## READING PASSAGE
Tuesday, July 13, 2010

Rules of Family Dynamics: Intro

I have previously credited Edwin H. Friedman (Generation to Generation: Family Process in Church and Synagogue [NY: Guildford Press, 1985]) with helping me to understand congregational families and how they function. In previous posts I explored Friedman's conceptual ideas:
  • Homeostasis 
  • Extended Family Field 
  • Identified Patient 
  • Differentiation of Self 
  • Emotional Triangles 
The two most important terms are homeostasis and differentiation of self. Family will seek to maintain equilibrium and will do what it is necessary to recover whatever previous balance has been lost. Families will often inflict more damage on themselves and others attempting to regain homeostasis and what is often lost by those observing this process, is that the attempt to regain is largely unconscious and automatic. When someone within the system can gain the vantage point to see what is going on in a family and then choose to act differently, this individual is differentiating himself from the system.

For example, husbands and wives often find themselves in the same argument over and over again. One spouse may say something, the other spouse understands the comment to be demeaning, an argument ensues over "semantics," Next one spouse shuts down and becomes sullen, the other spouse pursues, now trying to open the other up. The stalemate sets in. Some time goes by and the cycle starts over again and can go on for some time. The parts are predictable and we are usually willing to play our parts.

Husband: Where did you hide my socks?
Wife: I did not hide them anywhere. Have you looked in your sock drawer?
Husband: I wouldn't be asking you if I had not looked?
Wife: Why are you accusing me of hiding your socks?
Husband: I can't find them (but implying, "so you must have hid them").

Maybe you had this conversation this morning and it usually goes the same way. There are a couple of ways to get out of this cycle but it requires presence of mind. First, the husband who is really just looking for a pair of socks could asks ask, "Do you know if I have any clean socks? Do you know where I should look for them?" That alone, could end the cycle before it begins.

Segmentation mask data:
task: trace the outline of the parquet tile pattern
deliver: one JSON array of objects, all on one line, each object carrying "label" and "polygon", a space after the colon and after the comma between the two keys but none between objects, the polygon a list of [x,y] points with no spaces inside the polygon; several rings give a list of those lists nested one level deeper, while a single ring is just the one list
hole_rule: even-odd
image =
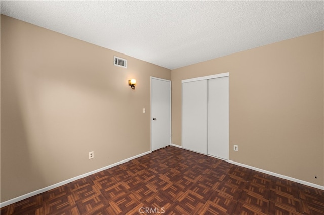
[{"label": "parquet tile pattern", "polygon": [[324,214],[324,191],[169,146],[1,214]]}]

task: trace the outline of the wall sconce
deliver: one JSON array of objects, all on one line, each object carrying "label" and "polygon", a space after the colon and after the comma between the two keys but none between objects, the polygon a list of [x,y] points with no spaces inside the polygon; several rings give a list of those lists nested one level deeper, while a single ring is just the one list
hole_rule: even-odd
[{"label": "wall sconce", "polygon": [[132,89],[135,89],[135,85],[136,85],[136,80],[131,79],[128,80],[128,86],[130,86]]}]

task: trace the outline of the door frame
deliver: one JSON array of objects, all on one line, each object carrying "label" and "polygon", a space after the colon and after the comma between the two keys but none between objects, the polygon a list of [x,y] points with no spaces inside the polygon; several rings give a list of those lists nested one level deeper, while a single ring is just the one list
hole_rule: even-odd
[{"label": "door frame", "polygon": [[170,145],[171,145],[171,141],[172,141],[172,122],[171,122],[171,119],[172,119],[172,113],[171,113],[171,80],[168,80],[168,79],[164,79],[163,78],[157,78],[156,77],[153,77],[153,76],[151,76],[150,77],[150,85],[151,85],[151,87],[150,87],[150,93],[151,93],[151,96],[150,96],[150,99],[151,99],[151,101],[150,101],[150,103],[151,103],[151,113],[150,113],[150,123],[151,123],[151,149],[150,151],[151,152],[152,152],[152,149],[153,148],[152,146],[153,146],[153,135],[152,133],[153,133],[153,128],[152,126],[152,120],[153,119],[153,109],[152,109],[152,98],[153,97],[153,94],[152,93],[152,79],[156,79],[156,80],[158,80],[160,81],[167,81],[170,83],[170,89],[169,89],[169,97],[170,97]]},{"label": "door frame", "polygon": [[[182,90],[182,84],[184,83],[186,83],[186,82],[191,82],[192,81],[201,81],[203,80],[208,80],[208,79],[212,79],[214,78],[222,78],[223,77],[228,77],[228,115],[227,116],[227,119],[228,120],[228,142],[227,143],[227,145],[228,145],[228,160],[225,160],[224,159],[222,159],[220,158],[219,157],[215,157],[213,155],[211,155],[210,154],[208,154],[208,142],[207,142],[207,154],[204,154],[206,155],[208,155],[211,157],[216,157],[218,159],[222,159],[223,160],[226,160],[226,161],[228,161],[229,160],[229,72],[225,72],[225,73],[219,73],[219,74],[217,74],[215,75],[208,75],[207,76],[202,76],[202,77],[198,77],[196,78],[190,78],[188,79],[185,79],[185,80],[182,80],[181,81],[181,90]],[[182,143],[182,140],[183,139],[183,131],[182,131],[182,128],[183,128],[183,126],[182,126],[182,124],[183,123],[183,117],[182,116],[182,112],[183,112],[183,101],[182,100],[183,97],[182,97],[182,92],[181,92],[181,147],[182,147],[183,146],[183,143]],[[198,152],[199,153],[199,152]]]}]

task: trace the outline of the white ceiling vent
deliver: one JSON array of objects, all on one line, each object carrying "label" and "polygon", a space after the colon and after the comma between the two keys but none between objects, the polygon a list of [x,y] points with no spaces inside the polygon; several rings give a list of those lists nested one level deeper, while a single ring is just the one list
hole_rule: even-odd
[{"label": "white ceiling vent", "polygon": [[127,60],[119,57],[114,56],[113,64],[118,67],[124,67],[124,68],[127,68]]}]

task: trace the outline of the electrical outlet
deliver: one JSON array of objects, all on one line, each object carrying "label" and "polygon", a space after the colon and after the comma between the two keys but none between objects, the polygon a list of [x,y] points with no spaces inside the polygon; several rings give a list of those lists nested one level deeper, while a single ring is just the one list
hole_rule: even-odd
[{"label": "electrical outlet", "polygon": [[237,145],[234,145],[234,150],[235,151],[238,151],[238,146]]},{"label": "electrical outlet", "polygon": [[89,152],[89,159],[92,159],[95,158],[95,154],[93,153],[93,151],[90,151]]}]

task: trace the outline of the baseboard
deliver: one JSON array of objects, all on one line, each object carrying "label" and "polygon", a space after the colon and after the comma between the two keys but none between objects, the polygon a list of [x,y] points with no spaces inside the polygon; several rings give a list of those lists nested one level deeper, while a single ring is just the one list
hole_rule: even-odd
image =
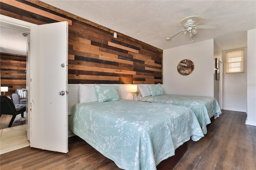
[{"label": "baseboard", "polygon": [[252,125],[256,127],[256,122],[253,122],[252,121],[248,121],[247,120],[247,118],[246,118],[246,120],[245,121],[245,125]]},{"label": "baseboard", "polygon": [[76,136],[75,134],[74,134],[72,131],[68,131],[68,137],[74,136]]},{"label": "baseboard", "polygon": [[246,109],[239,109],[231,108],[229,107],[223,107],[223,110],[226,110],[227,111],[234,111],[236,112],[240,112],[246,113],[247,112],[247,110]]}]

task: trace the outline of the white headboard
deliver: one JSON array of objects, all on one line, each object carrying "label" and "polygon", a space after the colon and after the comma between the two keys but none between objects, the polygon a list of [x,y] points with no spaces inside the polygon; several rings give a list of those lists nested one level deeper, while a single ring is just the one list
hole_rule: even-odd
[{"label": "white headboard", "polygon": [[[90,84],[92,85],[92,84]],[[128,100],[133,100],[133,93],[130,92],[130,84],[106,84],[105,85],[116,85],[119,87],[120,93],[120,95],[121,99]],[[146,86],[148,85],[139,85],[140,86]],[[68,85],[68,114],[70,115],[71,115],[72,112],[72,107],[74,105],[79,103],[79,84],[69,84]],[[140,95],[138,98],[140,99]]]},{"label": "white headboard", "polygon": [[[92,85],[91,84],[90,85]],[[105,85],[118,85],[119,93],[121,99],[128,100],[133,100],[134,94],[130,92],[130,84],[106,84]],[[147,86],[148,85],[135,85],[140,86]],[[68,136],[71,137],[75,135],[71,131],[70,126],[70,115],[72,113],[72,107],[74,105],[79,103],[79,84],[68,84]],[[140,94],[138,97],[138,99],[140,98],[141,95]]]}]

## WORK TASK A
Which two terms does the family dynamics post call the most important?
## WORK TASK B
Continue the family dynamics post from the point where it stops.

## YOUR RESPONSE A
Homeostasis and differentiation of self.

## YOUR RESPONSE B
However, we usually don't know that we have said something that someone else could take wrong until they respond. So the wife could derail the normal cycle of what sounds accusatory to her with humor. "Yes, dear, I hid them in the clothes basket by the dryer."

The other three concepts involve realities that either challenge or support family homeostasis. The extended family field creates the larger context in which homeostasis is maintained. All families, including congregational ones, exist is in a larger world of other interconnected relationships. Thus, changes in the extended family field can have an impact on the balance of the various families that are connected to it. Thus, insights into what is going on in the extended family field can explain what might be happening in a particular family within that field.

Families will often create identified patients (black sheep, scapegoats, the one with the problem) to help maintain family balance and lessen the pressure on the other members of the family. At one end, a mother may project her anxiety on a child until the child begins to "act out" the mother's concern. This move can "stabilize" her relationship with her husband so for the time being they don't have to notice the deterioration of their relationship. When churches create identified patients, it is often so the congregation can reduce its sense of responsibility when something has gone wrong.

In each of the examples just given, we have emotional triangles at work. We form triangles in our attempt to stabilize the family or congregation under consideration. Triangles easily create the odd man out and so are places where "false" alliances can form between two people with a common enemy or who have allied together to solves a common problem (usually another person).

I have recapped these concepts to remind us that these concepts are interrelated and will be at work in any given family at all times. During times of anxiety these become more readily visible, but they are always operative.

Friedman goes beyond his original concepts by offering ten "rules" of how families work. These "rules" were not intended to be laws that were immutable but rather points at which one could observe how families work. What I would like to do in the next several posts is repeat Freidman's rules, which are often wordy, and then translate it through my experience of working with families and churches. I hope the church leaders among my readers will find that these ring true with their experience as leaders.

1 comment:

MexSonShine said...

I'm looking forward to reading and learning about these 10 rules. Thanks for the time you spend on this blog.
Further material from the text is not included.